> _Exercise goal_: Change every "thickest part" to "widest part" in all the rows below, keeping everything else the same, and leave the pictures out of your answer.

> _Listed entries_:
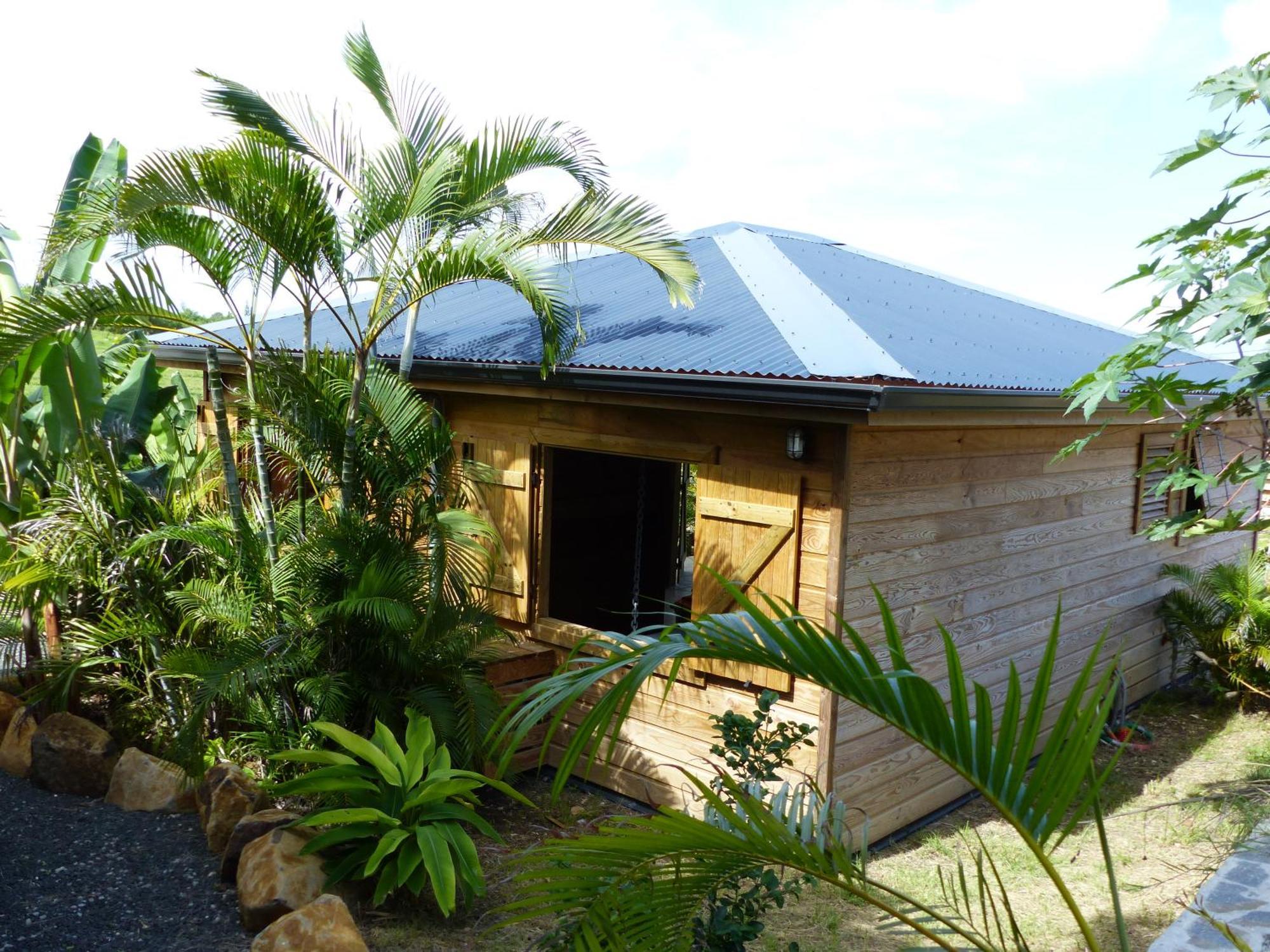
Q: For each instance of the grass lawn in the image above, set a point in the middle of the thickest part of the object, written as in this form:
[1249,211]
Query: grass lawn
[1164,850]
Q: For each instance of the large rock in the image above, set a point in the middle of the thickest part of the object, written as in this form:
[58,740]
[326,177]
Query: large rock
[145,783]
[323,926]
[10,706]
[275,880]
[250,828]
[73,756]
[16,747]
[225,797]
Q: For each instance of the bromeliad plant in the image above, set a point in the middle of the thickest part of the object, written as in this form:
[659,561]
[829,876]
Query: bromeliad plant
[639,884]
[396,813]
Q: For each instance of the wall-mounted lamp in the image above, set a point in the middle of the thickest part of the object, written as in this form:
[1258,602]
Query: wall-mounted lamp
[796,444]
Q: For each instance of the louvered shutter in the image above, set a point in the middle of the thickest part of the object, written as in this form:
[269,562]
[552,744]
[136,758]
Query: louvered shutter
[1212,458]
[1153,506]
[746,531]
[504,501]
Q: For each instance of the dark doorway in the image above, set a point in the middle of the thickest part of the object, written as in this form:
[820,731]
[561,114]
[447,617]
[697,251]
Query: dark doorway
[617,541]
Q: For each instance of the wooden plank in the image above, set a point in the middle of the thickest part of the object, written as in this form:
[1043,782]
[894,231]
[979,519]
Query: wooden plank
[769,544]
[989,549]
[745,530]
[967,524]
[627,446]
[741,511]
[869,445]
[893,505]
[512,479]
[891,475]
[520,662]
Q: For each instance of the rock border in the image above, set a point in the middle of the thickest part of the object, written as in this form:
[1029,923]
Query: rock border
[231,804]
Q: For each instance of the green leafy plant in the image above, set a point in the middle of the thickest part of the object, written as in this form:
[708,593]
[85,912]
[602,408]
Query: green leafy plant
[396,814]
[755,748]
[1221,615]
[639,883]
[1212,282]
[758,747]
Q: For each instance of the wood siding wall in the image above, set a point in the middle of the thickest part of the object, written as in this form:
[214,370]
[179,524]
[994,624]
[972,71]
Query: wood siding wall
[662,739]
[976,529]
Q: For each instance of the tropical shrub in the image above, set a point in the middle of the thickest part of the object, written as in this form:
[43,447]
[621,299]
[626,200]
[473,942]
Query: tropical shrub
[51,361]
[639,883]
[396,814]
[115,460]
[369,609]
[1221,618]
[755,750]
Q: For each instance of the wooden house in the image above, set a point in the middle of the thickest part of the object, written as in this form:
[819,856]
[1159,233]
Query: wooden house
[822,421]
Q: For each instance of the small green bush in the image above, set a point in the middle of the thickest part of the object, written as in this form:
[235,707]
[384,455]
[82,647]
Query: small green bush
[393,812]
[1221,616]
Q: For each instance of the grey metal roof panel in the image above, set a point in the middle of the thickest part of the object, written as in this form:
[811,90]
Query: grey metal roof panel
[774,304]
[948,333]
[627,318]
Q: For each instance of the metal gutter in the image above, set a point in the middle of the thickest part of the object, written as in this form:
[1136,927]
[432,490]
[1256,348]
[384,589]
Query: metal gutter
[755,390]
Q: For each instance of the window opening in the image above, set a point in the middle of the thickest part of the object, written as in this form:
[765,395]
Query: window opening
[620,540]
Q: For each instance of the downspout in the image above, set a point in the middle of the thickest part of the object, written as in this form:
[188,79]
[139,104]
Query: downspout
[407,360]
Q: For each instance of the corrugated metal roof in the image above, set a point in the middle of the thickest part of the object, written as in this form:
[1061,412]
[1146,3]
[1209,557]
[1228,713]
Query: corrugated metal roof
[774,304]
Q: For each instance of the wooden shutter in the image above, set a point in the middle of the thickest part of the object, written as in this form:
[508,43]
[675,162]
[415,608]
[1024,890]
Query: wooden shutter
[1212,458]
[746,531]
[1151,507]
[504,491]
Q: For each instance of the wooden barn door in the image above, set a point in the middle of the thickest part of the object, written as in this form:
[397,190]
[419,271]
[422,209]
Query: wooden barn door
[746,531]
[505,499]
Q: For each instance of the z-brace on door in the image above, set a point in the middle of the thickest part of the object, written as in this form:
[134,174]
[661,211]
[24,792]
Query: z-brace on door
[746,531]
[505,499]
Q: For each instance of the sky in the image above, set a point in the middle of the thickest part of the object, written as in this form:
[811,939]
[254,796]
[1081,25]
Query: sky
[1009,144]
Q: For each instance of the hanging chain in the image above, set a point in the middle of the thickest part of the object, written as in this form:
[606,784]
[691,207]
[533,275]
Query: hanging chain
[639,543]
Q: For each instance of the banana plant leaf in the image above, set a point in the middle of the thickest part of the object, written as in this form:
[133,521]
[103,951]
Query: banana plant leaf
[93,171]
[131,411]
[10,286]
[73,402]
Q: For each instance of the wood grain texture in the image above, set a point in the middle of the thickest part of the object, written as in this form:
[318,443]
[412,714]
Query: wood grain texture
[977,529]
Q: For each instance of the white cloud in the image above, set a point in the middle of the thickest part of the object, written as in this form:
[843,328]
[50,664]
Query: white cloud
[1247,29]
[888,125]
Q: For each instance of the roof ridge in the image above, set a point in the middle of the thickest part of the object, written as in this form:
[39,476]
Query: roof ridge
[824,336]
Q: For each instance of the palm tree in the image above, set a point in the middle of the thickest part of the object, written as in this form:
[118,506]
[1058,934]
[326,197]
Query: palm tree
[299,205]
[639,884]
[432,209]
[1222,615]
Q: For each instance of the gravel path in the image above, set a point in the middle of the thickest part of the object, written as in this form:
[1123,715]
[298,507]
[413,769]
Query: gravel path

> _Full output_:
Q: For each instance of the grass lawn in the image above, set a point in the middle of the widest part of the object, written as in this form:
[1249,211]
Query: grass lawn
[1164,850]
Q: For each instance of the large rock in the image above, set a point in the middle of the widest part of the object, written as in this form:
[58,740]
[326,177]
Query: large rock
[145,783]
[323,926]
[10,706]
[275,880]
[250,828]
[73,756]
[16,747]
[225,797]
Q: For each instance of the bromeliad plant in the image above, set a point in the middle of the widest part of the object, written as in this form:
[659,561]
[829,876]
Query: bromeliad plant
[639,884]
[396,813]
Q: For each instance of the wall-mounted lamp in the image above, set a point in the middle of the widest part of the object, written as in this form:
[1258,602]
Query: wall-mounted lamp
[796,444]
Q: For each instance of the louvered shutter in the image above, set a point in the middle of the widest part of the object, written as in this form:
[269,562]
[552,744]
[136,758]
Query: louvered shutter
[1212,458]
[1153,506]
[746,531]
[504,501]
Q: For each instance of the dark doorway in the image above, set a point in the middle of the widest part of the object, written as in this form:
[820,731]
[561,114]
[447,617]
[697,251]
Query: dark doorway
[617,541]
Q: For each instance of the wooden plank in the image above, set a point in the middle of the widest part of the object, written as in this form:
[1043,782]
[894,231]
[979,519]
Query: wooden plank
[769,544]
[989,549]
[745,530]
[967,524]
[627,446]
[741,511]
[869,445]
[893,505]
[512,479]
[891,475]
[520,662]
Q: For each instance of the rock border in the image above, set a point in the middle of the widest part of the object, written as in this form:
[1029,923]
Query: rock border
[231,804]
Q: For each instance of the green leafy plant in the image above, set a point in the middle of the widest part of the object, written as in this form:
[708,593]
[85,912]
[602,408]
Query: green leafy plant
[396,814]
[755,748]
[1221,615]
[639,883]
[1212,282]
[758,747]
Q: For each instance of the wood siding wall in the image above, set a point in the middle of the widest part of the object, written as in this form:
[214,370]
[179,524]
[994,624]
[972,71]
Query: wood siding wall
[662,739]
[976,529]
Q: For each instance of the tropical shrub in the image above, set a point in the middle of the widest part of the object, written as in this form:
[43,447]
[621,299]
[626,200]
[473,942]
Query: tropical shrub
[51,361]
[639,883]
[396,814]
[115,460]
[369,609]
[1221,618]
[755,750]
Q: For each instance of the wooden house in the image above, set a point in the middle of the widest part of the object, written as in this form:
[819,856]
[1159,233]
Query: wooden house
[822,421]
Q: For each instance of the small green bush in the image above, set a point in the middle of the widest part of the object, written as in this form:
[235,707]
[384,455]
[82,647]
Query: small green bush
[393,812]
[1221,616]
Q: For each instance of the grey metal roof panel in the image above, set a point in the middle of the widest part of the object, written as in this form:
[811,90]
Query: grey metal roof panel
[774,304]
[948,333]
[627,318]
Q: For each instance of the metal gutter in the image above, set a point in the middle of the widest part of the object, written as in this form:
[1136,927]
[432,490]
[1256,348]
[384,589]
Query: metal gutter
[755,390]
Q: For each instance of the window opening in the image above, set a point in the middle of the widest part of the object, written as in this form:
[765,395]
Query: window opening
[620,540]
Q: For each instance of the downspout in the image above, set a point in the middle of the widest part of the object, written as in this form:
[188,79]
[139,104]
Query: downspout
[407,360]
Q: For each instance of the corrugated metal roof in the image above, set a point in the middle of the widest part of the object, written as in this form:
[1061,412]
[1146,3]
[1209,557]
[1228,713]
Query: corrugated metal roof
[774,304]
Q: For each instance of the wooden shutter in the image above, set a point in the middle of the widest part of the object, written as in this form:
[508,43]
[675,162]
[415,608]
[1024,890]
Query: wooden shutter
[1212,458]
[746,531]
[1151,507]
[504,491]
Q: For each instance of the wooden barn door in the image above, set a point in the middle of the widest part of the object, written as in this form:
[397,190]
[419,271]
[422,209]
Query: wooden barn door
[746,531]
[505,499]
Q: For each instance of the z-brace on door in the image above, set a point in the middle of the widest part of the object, written as in this form:
[134,174]
[661,211]
[24,792]
Query: z-brace on door
[746,531]
[505,499]
Q: For each instance of the sky in the image above, set a point in the middle of the widest part of the object, written as in this form:
[811,939]
[254,796]
[1081,25]
Query: sky
[1009,144]
Q: For each instance of the hanging chain in the image above, set a point in the middle of the widest part of the object, written as in this form:
[606,784]
[691,207]
[533,275]
Query: hanging chain
[639,543]
Q: For each instance of the banana plant leaf in the image above, set a point in the middle of the widest part of the object, written as in this form:
[133,521]
[103,951]
Query: banana plant leaf
[93,171]
[131,411]
[10,286]
[73,402]
Q: For each instance of the wood grain texture in the image above, set a point in the middle of the widest part of the object, written as in this form:
[318,443]
[412,714]
Query: wood grain texture
[977,529]
Q: For each instance of the white cloud in the image above, set a point in the middle of the widest part of the object, written as in this form:
[843,328]
[50,664]
Query: white cloud
[1247,29]
[888,125]
Q: For each instance of the roof ridge in the image above, set a point in the middle of the widest part of the object, written as in this form:
[39,476]
Query: roof ridge
[824,336]
Q: For each instance of the palm tree in the image above, set a point in the middle of the widest part of the object, written as in this form:
[118,506]
[1058,934]
[326,197]
Query: palm tree
[299,205]
[639,884]
[432,209]
[1222,615]
Q: For each instance of the gravel path in the image above, set a point in the middle of the widest part of the object, written as in this form:
[1123,715]
[298,507]
[413,769]
Query: gravel path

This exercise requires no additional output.